▶ _What you will do_
Rewrite all of the data below, replacing "pixel coordinates" with "x and y coordinates" wherever it occurs and keeping all other text the same. Omit the pictures from your answer.

>>>>>

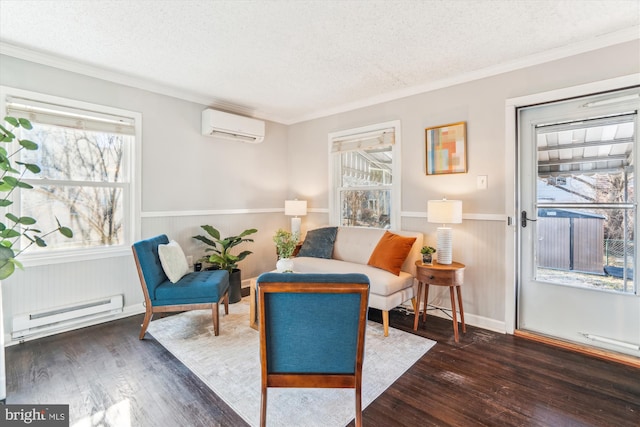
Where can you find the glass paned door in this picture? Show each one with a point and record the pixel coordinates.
(578, 220)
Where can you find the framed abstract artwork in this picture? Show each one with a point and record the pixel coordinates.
(446, 148)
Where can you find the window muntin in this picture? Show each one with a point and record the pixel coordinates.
(586, 203)
(86, 179)
(364, 162)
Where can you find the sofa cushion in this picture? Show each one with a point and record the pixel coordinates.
(355, 244)
(173, 261)
(382, 282)
(390, 252)
(319, 243)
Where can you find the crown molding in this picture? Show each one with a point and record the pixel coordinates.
(606, 40)
(121, 78)
(610, 39)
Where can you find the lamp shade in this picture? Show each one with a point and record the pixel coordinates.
(444, 211)
(295, 207)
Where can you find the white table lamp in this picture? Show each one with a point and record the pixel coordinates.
(444, 212)
(295, 208)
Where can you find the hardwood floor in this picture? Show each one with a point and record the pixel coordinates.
(109, 377)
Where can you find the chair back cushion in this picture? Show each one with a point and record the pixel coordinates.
(312, 331)
(149, 262)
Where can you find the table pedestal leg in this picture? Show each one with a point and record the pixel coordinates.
(417, 308)
(453, 312)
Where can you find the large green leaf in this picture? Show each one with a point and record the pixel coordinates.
(7, 132)
(28, 145)
(25, 123)
(205, 240)
(26, 220)
(6, 266)
(12, 121)
(66, 232)
(33, 168)
(4, 187)
(9, 233)
(12, 217)
(247, 232)
(11, 181)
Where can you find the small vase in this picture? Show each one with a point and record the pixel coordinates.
(284, 265)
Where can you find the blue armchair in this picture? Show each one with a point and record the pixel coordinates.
(194, 291)
(312, 329)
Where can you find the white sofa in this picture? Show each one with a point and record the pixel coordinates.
(351, 252)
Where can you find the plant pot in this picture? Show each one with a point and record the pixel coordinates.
(284, 265)
(235, 286)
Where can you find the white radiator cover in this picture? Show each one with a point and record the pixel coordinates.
(28, 324)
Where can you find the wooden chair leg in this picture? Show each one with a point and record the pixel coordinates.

<<<<<

▶ _Task result_
Where can you find the glass paned door in this picture? Show each one with a point and record the x and y coordinates.
(578, 220)
Where can you find the framed abstract artwork in this picture? Show each one with a point and record the x and y coordinates.
(446, 148)
Where can you find the window muntin in this picture? Show each one with a point and record the x and y coordinates.
(586, 203)
(86, 179)
(364, 162)
Where can you find the sofa cushion in this picture? Show each one with a point and record the x and y coordinates.
(355, 244)
(173, 261)
(382, 282)
(390, 252)
(319, 243)
Where can you find the crown molding in this picture? Show each one with a point and record the x and y coordinates.
(606, 40)
(121, 78)
(610, 39)
Where can you find the lamp shade in this picture? Show each one with a point and record the x and y coordinates.
(444, 211)
(295, 207)
Where can you find the white table lamp in this picture? Show each one with a point and record the x and y coordinates.
(444, 212)
(295, 208)
Where can you find the hardwood floor in this picture? Show each one with a point and record the x and y coordinates.
(109, 377)
Where can you find the chair back cushion in this picture? Show each one with a point and record the x and y coordinates.
(312, 331)
(149, 262)
Where can you find the table pedestal leg in this picture? Show each one with a point and record the x and y coordinates.
(417, 308)
(453, 312)
Where can you find the large green leaf in this picture? Show each one with a point and record the x and y coordinates.
(7, 132)
(28, 145)
(25, 123)
(205, 240)
(26, 220)
(6, 266)
(12, 121)
(66, 232)
(33, 168)
(4, 187)
(9, 233)
(12, 217)
(247, 232)
(11, 181)
Where can you find the small vase in this picture? Show each one with a point and record the x and y coordinates.
(284, 265)
Where can you find the blue armchair in this picture? Show each one with a point and record the x and y coordinates.
(194, 291)
(312, 329)
Where can you find the white sofa in this picture? Show each one with a point and record the x and y coordinates.
(351, 252)
Where can you find the plant pot in this picture? Show each one with a point and record the x and y coordinates.
(284, 265)
(235, 286)
Where can you find the white radiator cover in this picture? Show each one with a point and record the x and y coordinates.
(28, 324)
Where can you find the wooden chair leg in this picture? Show each one with a point and record the x and y coordinates.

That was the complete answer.